## Tâche 1
Selon l'extrait du document ci-dessous, à quelle date la Bataille de Sekigahara a-t-elle eu lieu ?

## Extrait du document
# # #

La Bataille de Sekigahara (Photo: Chris Glenn)

La Bataille de Sekigahara

L'impact du plus grand combat de samouraï sur le Japon

La Bataille de Sekigahara (Photo: Chris Glenn)
Elodie Pourrat   - 10分钟阅读时间

Employez le mot "samouraï" n'importe où dans le monde et l'on pensera immédiatement aux anciens guerriers japonais : des hommes à la bravoure, à la loyauté et à la détermination remarquables, avec des armes excellentes et les compétences pour les manier avec adresse. Les samouraïs sont reconnaissables instantanément et pourtant, alors que la plupart d'entre nous connait la Bataille de Waterloo et la Bataille de Gettysburg survenue lors de la Guerre Civile Américaine, rares sont ceux qui connaissent le plus grand affrontement samouraï de tous les temps ou ses conséquences.

Survenue à l'endroit où se trouve maintenant la Préfecture de Gifu et opposant l'Est et l'Ouest du Japon le 21 octobre 1600, la Bataille de Sekigahara est l'affrontement de samouraï le plus sanglant et dont l'issue a été la plus décisive de l'Histoire. Il s'agissait également d'un tournant pour l'Histoire du Japon, qui a ouvert la voie à 260 ans sous le gouvernement Tokugawa. Bien que les experts débattent sur le nombre de morts, quelque 30 000 samouraïs auraient perdu la vie au cours des sept heures d'affrontement.

Cette histoire est un canevas mêlant intrigue politique et récits de tensions et de loyautés de longue date.

Au milieu du XVIe siècle, après une longue période de guerre civile et d'agitation, le Japon fut placé sous l'autorité d'Oda Nobunaga, jusqu'à la trahison d'un général qui lui coûta la vie en 1582. Toyotomi Hideyoshi, un autre général, acheva le processus d'unification et instaura la paix dans le pays.

Le Château d'Ogaki
Le Château d'Ogaki (Photo: Chris Glenn)

Toutefois, Hideyoshi mourut en 1598 à l'âge de 63 ans, laissant son vaste empire à son héritier : son fils de cinq ans. Afin de maintenir la paix et la stabilité du règne de son fils jusqu'à ce qu'il soit en âge de gouverner, Hideyoshi avait choisi un conseil composé des cinq daimyo (seigneurs de guerre) les plus influents et les plus puissants. Cependant, une lutte pour le pouvoir éclata rapidement entre les seigneurs loyaux envers le clan Toyotomi et ceux qui étaient fidèles au dirigeant du conseil, Tokugawa Ieyasu.

Ieyasu entreprit des démarches machiavéliques qui provoquèrent l'indignation d'un certain nombre de ses contemporains et bientôt, le pays entier est divisé en deux grandes armées : l'Armée de l'Est, et celle de l'Ouest.

# # #

## Entrées affichées
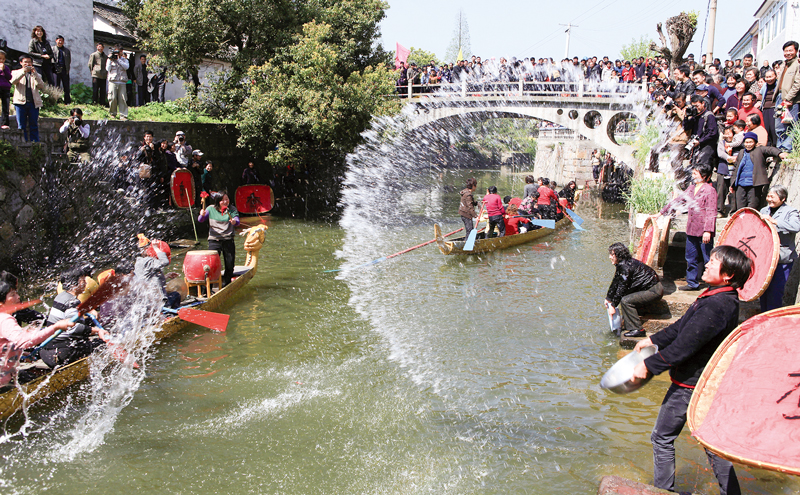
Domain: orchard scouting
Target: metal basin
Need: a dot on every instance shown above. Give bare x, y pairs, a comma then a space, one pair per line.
619, 379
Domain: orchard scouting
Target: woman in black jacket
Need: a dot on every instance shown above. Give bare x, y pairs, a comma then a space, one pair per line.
634, 285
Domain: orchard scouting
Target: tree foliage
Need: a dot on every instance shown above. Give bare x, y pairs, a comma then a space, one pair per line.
637, 48
460, 40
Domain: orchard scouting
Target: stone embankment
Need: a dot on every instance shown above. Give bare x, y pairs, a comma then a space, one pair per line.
47, 203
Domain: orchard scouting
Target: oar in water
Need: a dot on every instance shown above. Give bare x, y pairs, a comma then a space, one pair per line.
383, 258
214, 321
13, 308
473, 234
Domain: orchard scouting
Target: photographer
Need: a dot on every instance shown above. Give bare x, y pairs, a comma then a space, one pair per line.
27, 100
183, 152
701, 124
61, 60
77, 137
117, 67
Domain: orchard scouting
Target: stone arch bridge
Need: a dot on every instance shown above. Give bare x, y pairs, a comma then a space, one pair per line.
592, 114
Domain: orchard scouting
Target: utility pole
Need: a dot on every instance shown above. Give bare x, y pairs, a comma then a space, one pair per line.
568, 30
712, 20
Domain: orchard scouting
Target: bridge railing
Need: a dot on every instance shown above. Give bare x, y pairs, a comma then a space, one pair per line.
561, 89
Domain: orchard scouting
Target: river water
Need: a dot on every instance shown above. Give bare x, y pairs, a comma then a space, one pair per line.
419, 374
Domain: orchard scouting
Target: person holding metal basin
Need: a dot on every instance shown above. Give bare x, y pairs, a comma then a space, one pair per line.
634, 286
684, 348
786, 220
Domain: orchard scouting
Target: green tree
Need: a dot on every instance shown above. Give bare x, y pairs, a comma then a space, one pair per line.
422, 57
637, 48
460, 40
300, 110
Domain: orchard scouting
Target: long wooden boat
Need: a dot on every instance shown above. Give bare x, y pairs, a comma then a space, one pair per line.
12, 401
456, 246
745, 405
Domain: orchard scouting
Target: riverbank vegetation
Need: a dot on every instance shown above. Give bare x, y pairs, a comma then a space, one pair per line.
305, 78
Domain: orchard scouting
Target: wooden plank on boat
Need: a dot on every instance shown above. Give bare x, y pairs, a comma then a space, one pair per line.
747, 230
456, 246
648, 243
11, 401
745, 406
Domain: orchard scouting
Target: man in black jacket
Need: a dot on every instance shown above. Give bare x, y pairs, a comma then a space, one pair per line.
684, 348
635, 285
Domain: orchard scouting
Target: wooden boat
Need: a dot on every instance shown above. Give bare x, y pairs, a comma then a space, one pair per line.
745, 405
456, 246
11, 401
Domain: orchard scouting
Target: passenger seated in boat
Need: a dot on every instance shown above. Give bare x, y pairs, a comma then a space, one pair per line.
26, 315
495, 210
14, 339
515, 224
635, 285
546, 204
148, 267
74, 343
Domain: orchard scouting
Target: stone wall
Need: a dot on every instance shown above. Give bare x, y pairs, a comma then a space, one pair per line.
564, 160
48, 204
71, 19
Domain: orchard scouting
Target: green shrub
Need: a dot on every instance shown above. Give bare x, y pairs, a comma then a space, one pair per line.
648, 195
81, 94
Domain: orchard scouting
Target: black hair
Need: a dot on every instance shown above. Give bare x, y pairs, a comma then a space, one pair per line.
71, 278
619, 250
735, 263
9, 278
5, 288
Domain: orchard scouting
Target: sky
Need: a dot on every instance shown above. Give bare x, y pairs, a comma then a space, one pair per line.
531, 28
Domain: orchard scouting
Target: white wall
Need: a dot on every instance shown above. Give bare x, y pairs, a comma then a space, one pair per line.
69, 18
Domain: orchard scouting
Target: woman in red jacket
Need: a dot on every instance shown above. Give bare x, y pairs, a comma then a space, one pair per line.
495, 211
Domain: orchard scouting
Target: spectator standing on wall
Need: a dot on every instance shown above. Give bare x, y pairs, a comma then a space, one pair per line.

# # #

## Tâche 2
Repérez chaque ligne des entrées qui contient le mot "bridge", puis recopiez-la.

## Réponse 1
Le 21 octobre 1600.

## Réponse 2
Target: stone arch bridge
Target: bridge railing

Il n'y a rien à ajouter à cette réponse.